## Start TEXT SHOWN
And these functions are closures.

What makes closures special?

If you think that closures are ordinary functions you might have missed the key difference from the previous example.

Call the contains_15 with some lists / iterables to test the functionality:

>>> contains_15([1,2,3,4,5])
False
>>> contains_15([13, 14, 15, 16, 17])
True
>>> contains_15(range(1, 20))
True

The key point of closures are that they remember their context in which they were created. In the example above contains_15 remembers, that the contains_factory function was called with the value 15. And this 15 is used for later in the contains function as the variable x when you provide multiple iterables to look-up x in them.

Another interesting fact is, that the closure remains existing even if the original creator function (in the example case it is contains_factory) is deleted:

>>> del contains_factory
>>> contains_factory(42)
Traceback (most recent call last):
  File "<stdin>", line 1, in <module>
NameError: name 'contains_factory' is not defined
>>> contains_15(range(14, 20))
True

How to create a closure?
## End TEXT SHOWN
## Start DATA EXCERPT
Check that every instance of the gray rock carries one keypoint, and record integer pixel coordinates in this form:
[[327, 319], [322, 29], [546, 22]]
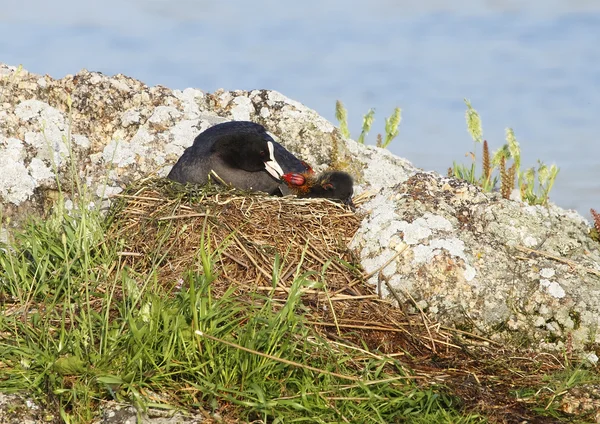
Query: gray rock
[[467, 258]]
## End DATA EXCERPT
GIVEN EXERCISE 1: Reproduce the text on closures from "What makes closures" up to and including "15, 16, 17])".
GIVEN EXERCISE 2: Check each statement against the text on closures. Answer yes or no, and quote the deciding words. (a) A closure remembers the context in which it was created. (b) Deleting contains_factory also removes contains_15. (c) After contains_factory is deleted, calling contains_factory(42) raises a NameError.
The material comes from a separate source, unrelated to the text on closures.

EXERCISE SOLUTION 1:
What makes closures special?

If you think that closures are ordinary functions you might have missed the key difference from the previous example.

Call the contains_15 with some lists / iterables to test the functionality:

>>> contains_15([1,2,3,4,5])
False
>>> contains_15([13, 14, 15, 16, 17])

EXERCISE SOLUTION 2:
(a) Yes: "The key point of closures are that they remember their context in which they were created."
(b) No: "the closure remains existing even if the original creator function (in the example case it is contains_factory) is deleted"
(c) Yes: "NameError: name 'contains_factory' is not defined"